-- Begin --

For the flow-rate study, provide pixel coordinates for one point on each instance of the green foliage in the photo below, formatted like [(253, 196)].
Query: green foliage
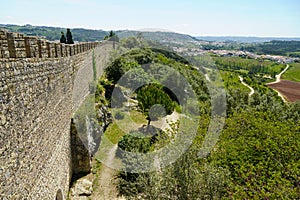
[(285, 48), (261, 154), (293, 74), (253, 66), (150, 96)]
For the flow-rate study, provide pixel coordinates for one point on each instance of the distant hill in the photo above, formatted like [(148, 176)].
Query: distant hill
[(158, 36), (53, 33), (244, 39)]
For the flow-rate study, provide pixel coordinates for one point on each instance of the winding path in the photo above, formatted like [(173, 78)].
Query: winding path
[(248, 86)]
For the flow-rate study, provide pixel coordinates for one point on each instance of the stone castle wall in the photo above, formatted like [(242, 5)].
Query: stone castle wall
[(41, 85)]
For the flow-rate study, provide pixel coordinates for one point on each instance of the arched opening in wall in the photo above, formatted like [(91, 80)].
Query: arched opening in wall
[(59, 195)]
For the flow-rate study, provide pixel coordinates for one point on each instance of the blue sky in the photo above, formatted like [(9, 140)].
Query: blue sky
[(275, 18)]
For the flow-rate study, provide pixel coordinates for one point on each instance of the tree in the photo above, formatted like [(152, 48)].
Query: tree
[(154, 102), (112, 37), (63, 38), (69, 37)]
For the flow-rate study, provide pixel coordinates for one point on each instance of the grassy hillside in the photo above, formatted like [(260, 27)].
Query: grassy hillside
[(165, 37), (293, 74), (256, 156)]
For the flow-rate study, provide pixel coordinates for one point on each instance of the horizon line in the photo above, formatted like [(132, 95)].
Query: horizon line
[(150, 30)]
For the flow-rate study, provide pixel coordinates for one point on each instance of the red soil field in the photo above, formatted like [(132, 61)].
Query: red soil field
[(289, 89)]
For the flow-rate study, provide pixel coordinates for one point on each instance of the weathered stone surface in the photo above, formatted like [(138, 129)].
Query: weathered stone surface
[(82, 189), (36, 106)]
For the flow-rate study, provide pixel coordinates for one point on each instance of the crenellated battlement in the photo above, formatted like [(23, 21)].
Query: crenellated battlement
[(42, 84), (16, 45)]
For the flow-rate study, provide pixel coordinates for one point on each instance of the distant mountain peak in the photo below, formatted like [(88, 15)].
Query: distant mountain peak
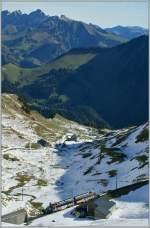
[(63, 17), (16, 12), (38, 12)]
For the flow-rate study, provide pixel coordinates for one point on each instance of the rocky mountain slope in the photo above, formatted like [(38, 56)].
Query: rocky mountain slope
[(52, 159), (30, 40), (99, 87)]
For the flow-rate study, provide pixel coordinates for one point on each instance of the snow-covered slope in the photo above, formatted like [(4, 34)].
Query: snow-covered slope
[(51, 159)]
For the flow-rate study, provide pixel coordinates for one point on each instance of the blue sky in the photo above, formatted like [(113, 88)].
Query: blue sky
[(104, 14)]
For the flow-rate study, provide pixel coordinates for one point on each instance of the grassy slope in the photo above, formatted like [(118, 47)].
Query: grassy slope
[(14, 73)]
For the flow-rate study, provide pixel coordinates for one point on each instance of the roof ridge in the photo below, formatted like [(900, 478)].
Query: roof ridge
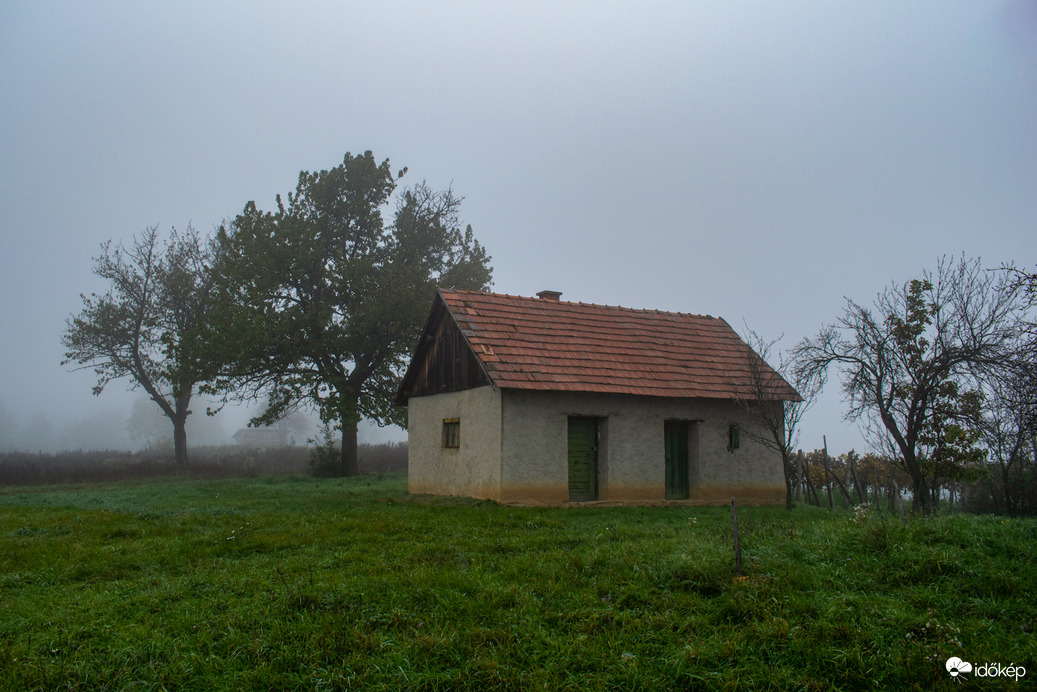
[(540, 301)]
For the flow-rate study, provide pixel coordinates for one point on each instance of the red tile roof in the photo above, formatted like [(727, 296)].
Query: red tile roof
[(549, 344)]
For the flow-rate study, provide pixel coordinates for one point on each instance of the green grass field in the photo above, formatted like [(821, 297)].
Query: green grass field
[(298, 583)]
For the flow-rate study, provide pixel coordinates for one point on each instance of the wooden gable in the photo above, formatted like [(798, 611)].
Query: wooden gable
[(444, 361)]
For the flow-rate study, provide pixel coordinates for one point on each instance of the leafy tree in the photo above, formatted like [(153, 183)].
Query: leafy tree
[(909, 364), (160, 293), (321, 300)]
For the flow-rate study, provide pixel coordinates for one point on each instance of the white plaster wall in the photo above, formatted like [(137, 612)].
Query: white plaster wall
[(471, 470), (632, 449)]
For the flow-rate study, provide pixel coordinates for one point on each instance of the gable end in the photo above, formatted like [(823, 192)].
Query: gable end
[(444, 361)]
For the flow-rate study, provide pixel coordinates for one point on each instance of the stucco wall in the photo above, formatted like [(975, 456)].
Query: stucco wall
[(632, 449), (471, 470)]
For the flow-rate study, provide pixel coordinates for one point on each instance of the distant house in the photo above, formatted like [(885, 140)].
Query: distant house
[(260, 437), (540, 400)]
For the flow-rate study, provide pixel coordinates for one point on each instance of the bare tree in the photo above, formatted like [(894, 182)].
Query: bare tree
[(772, 405), (909, 363), (159, 292)]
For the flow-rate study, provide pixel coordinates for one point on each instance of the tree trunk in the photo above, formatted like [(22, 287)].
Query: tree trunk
[(180, 440), (349, 457), (789, 473), (179, 418)]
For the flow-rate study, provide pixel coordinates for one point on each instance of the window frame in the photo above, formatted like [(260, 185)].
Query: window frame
[(451, 434)]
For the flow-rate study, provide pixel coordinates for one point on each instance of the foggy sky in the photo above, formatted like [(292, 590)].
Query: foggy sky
[(751, 160)]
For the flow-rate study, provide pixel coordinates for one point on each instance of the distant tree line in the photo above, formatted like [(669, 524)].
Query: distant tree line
[(18, 468), (317, 303)]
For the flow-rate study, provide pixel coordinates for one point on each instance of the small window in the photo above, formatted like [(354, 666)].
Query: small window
[(733, 438), (451, 433)]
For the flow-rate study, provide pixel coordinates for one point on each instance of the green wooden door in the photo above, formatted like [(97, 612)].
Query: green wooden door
[(675, 434), (583, 460)]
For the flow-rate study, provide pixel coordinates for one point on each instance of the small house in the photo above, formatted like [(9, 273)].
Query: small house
[(544, 402)]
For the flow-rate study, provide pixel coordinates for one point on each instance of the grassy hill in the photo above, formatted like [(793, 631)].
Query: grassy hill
[(298, 583)]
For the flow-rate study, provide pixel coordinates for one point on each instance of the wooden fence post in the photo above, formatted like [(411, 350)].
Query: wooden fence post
[(737, 542)]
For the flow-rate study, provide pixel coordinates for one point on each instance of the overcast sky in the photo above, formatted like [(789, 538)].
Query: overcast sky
[(757, 161)]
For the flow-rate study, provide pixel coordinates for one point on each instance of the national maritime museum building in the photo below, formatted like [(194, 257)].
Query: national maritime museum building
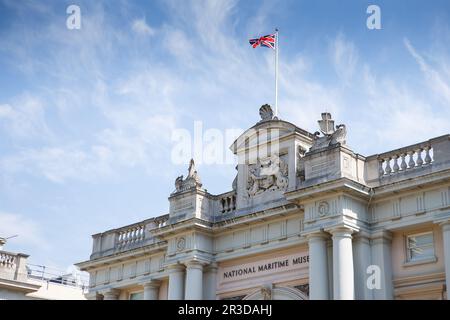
[(307, 218)]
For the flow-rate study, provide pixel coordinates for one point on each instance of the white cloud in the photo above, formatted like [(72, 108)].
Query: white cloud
[(141, 27), (24, 118), (28, 231), (435, 81), (344, 57)]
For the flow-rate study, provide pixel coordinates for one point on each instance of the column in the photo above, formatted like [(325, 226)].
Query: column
[(446, 241), (210, 282), (318, 272), (151, 290), (194, 281), (112, 294), (176, 282), (343, 276), (382, 258), (362, 260)]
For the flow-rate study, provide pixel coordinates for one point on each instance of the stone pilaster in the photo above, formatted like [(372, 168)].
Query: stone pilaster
[(151, 290), (176, 282), (318, 272), (362, 260), (382, 257), (194, 281), (210, 281), (446, 241)]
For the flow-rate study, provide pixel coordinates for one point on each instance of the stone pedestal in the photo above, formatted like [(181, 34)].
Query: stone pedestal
[(318, 273)]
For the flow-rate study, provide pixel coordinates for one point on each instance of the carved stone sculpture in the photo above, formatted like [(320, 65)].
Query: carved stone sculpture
[(192, 180), (266, 292), (331, 136), (267, 174), (301, 151), (266, 112)]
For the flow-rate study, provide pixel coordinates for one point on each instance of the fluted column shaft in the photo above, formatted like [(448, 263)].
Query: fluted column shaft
[(343, 274)]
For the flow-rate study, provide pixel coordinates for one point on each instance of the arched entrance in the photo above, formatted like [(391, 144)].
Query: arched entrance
[(277, 293)]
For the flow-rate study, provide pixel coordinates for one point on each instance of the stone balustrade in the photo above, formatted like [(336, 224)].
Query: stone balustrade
[(127, 237), (409, 158), (130, 235), (13, 266), (421, 158), (227, 202), (7, 260)]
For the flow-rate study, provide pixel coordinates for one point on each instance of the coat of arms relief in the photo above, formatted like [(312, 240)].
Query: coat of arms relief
[(268, 174)]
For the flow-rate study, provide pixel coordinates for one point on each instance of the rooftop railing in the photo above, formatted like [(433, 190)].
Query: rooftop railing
[(128, 237)]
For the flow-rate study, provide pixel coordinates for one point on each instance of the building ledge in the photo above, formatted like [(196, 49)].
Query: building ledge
[(19, 286)]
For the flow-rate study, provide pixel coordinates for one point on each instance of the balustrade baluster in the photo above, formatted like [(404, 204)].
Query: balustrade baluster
[(388, 169), (395, 168), (427, 155), (403, 164), (419, 160), (411, 163), (381, 169)]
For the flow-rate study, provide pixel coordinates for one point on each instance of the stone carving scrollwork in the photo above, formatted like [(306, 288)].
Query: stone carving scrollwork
[(331, 135), (267, 174)]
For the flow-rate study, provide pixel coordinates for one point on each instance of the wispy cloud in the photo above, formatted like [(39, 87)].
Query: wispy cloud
[(28, 231), (345, 58), (435, 79), (141, 27)]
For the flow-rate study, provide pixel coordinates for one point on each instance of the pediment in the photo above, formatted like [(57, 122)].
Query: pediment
[(267, 131)]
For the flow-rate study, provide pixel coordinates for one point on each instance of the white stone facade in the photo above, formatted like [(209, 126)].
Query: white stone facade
[(307, 218)]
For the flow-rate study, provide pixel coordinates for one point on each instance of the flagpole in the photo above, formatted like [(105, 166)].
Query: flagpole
[(276, 72)]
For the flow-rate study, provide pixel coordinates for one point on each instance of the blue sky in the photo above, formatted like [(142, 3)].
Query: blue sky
[(87, 116)]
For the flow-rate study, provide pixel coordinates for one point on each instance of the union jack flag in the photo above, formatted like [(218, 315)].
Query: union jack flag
[(266, 41)]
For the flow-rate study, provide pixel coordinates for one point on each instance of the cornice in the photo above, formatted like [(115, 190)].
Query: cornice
[(330, 187), (123, 256), (414, 183)]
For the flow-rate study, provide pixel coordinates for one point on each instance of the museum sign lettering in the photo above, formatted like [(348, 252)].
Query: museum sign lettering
[(263, 267)]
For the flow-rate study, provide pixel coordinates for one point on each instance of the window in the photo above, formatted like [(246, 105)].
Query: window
[(137, 296), (420, 246)]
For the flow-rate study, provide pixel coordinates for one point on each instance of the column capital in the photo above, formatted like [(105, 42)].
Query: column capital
[(110, 294), (176, 267), (341, 231), (194, 264), (212, 267), (445, 225), (316, 235), (381, 236), (151, 283)]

-- End --

The exercise:
Rewrite the data beginning with the line that contains "like [(105, 42)]." and continuing through the end of the data, replacing "column capital" with "column head" and leaving all else unchanged.

The answer:
For the flow-rate study, provide pixel coordinates for one point on each instance of the column head in the photo above, formatted like [(105, 42)].
Query: column head
[(110, 294), (176, 267), (341, 231), (194, 264), (212, 267), (445, 225), (316, 235), (381, 236), (151, 283)]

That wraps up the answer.